### Work instruction
For this exercise, repeat each entry exactly as written.

### Recorded data
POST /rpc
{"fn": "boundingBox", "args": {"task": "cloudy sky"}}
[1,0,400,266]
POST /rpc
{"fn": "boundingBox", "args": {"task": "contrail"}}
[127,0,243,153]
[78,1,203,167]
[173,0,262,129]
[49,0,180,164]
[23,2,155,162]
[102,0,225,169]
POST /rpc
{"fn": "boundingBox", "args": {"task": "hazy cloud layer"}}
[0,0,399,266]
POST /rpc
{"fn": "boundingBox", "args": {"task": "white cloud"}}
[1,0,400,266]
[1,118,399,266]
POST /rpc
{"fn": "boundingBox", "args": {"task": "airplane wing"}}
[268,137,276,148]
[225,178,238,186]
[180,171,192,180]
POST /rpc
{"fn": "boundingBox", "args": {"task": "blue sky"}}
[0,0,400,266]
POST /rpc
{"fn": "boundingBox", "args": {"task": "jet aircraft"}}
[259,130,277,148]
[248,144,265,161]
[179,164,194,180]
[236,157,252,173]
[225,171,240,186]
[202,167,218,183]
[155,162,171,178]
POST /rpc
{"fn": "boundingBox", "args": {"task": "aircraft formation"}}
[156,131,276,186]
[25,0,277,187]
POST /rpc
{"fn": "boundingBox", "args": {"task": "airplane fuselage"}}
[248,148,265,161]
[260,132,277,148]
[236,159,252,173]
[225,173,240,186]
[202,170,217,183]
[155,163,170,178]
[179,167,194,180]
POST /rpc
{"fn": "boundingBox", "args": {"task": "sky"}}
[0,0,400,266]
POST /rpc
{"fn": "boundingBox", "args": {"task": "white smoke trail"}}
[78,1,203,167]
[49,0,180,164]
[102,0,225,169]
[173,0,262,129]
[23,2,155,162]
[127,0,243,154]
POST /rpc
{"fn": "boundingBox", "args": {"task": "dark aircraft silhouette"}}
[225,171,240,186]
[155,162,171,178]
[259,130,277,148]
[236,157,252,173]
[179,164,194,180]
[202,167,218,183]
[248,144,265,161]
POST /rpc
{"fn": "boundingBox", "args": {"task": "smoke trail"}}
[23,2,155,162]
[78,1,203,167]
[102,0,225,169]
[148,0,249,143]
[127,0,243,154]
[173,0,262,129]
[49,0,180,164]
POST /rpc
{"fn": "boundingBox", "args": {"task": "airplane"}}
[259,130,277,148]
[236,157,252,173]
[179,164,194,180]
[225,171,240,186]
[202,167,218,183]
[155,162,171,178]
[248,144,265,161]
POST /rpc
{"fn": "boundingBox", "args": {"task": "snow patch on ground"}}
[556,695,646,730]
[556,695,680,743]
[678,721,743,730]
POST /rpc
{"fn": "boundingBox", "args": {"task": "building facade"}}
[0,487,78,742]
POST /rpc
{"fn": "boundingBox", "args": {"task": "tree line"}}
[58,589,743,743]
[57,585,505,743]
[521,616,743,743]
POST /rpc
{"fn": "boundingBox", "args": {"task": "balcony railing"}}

### Written reply
POST /rpc
{"fn": "boundingBox", "args": {"task": "cloudy sky"}}
[1,0,400,266]
POST /rpc
{"fn": "boundingBox", "args": {"task": "contrail"}}
[127,0,243,153]
[78,1,203,167]
[173,0,262,129]
[49,0,180,164]
[23,2,155,162]
[102,0,225,169]
POST /rpc
{"fn": "boundingBox", "args": {"task": "hazy cloud layer"}}
[0,0,399,266]
POST /rpc
{"fn": "boundingBox", "args": {"task": "white cloud"}}
[1,0,400,266]
[1,118,399,266]
POST /rpc
{"fn": "boundingBox", "args": {"task": "airplane wing"}}
[268,137,276,148]
[225,178,238,186]
[180,171,192,180]
POST /rpc
{"fn": "boundingBox", "args": {"task": "blue sky"}}
[0,0,400,266]
POST /rpc
{"fn": "boundingBox", "args": {"task": "jet aircraft"}}
[259,130,277,148]
[248,144,265,161]
[179,164,194,180]
[236,157,252,173]
[225,171,240,186]
[202,167,218,183]
[155,162,171,178]
POST /rpc
{"fn": "boundingBox", "args": {"task": "aircraft formation"}}
[156,131,276,186]
[25,0,277,187]
POST /rpc
{"fn": "boundingBox", "args": {"task": "airplane fuselage"}}
[248,148,265,161]
[260,132,277,148]
[236,159,252,173]
[225,173,240,186]
[202,170,217,183]
[155,163,170,178]
[179,167,194,180]
POST /rpc
{"fn": "boundingBox", "args": {"task": "sky"}}
[0,0,400,266]
POST /rpc
{"fn": "boundingBox", "args": {"task": "white smoke trail"}}
[78,1,203,167]
[49,0,180,164]
[102,0,225,169]
[173,0,262,129]
[23,2,155,162]
[127,0,243,154]
POST /rpc
{"fn": "boundingBox", "args": {"task": "dark aircraft silhouette"}}
[225,171,240,186]
[155,162,171,178]
[259,130,277,148]
[236,157,252,173]
[179,164,194,180]
[202,167,218,183]
[248,144,265,161]
POST /rpc
{"fn": "boundingBox", "args": {"task": "smoke trail"}}
[23,2,155,162]
[78,1,203,167]
[102,0,225,169]
[148,0,249,143]
[127,0,243,154]
[173,0,262,129]
[49,0,180,164]
POST /rpc
{"fn": "boundingBox", "args": {"task": "airplane"}}
[259,130,277,148]
[236,157,252,173]
[179,164,194,180]
[225,171,240,186]
[202,167,218,183]
[155,162,171,178]
[248,144,265,161]
POST /rpc
{"fn": "boundingBox", "args": {"task": "snow patch on ground"}}
[556,695,646,730]
[556,695,680,743]
[678,721,743,730]
POST /rpc
{"fn": "boundingBox", "args": {"task": "building facade"}}
[0,487,78,742]
POST /rpc
{"fn": "boundingBox", "args": {"task": "tree line"}}
[58,589,743,743]
[57,585,505,743]
[521,616,743,743]
POST /rpc
{"fn": "boundingBox", "args": {"task": "balcony railing"}}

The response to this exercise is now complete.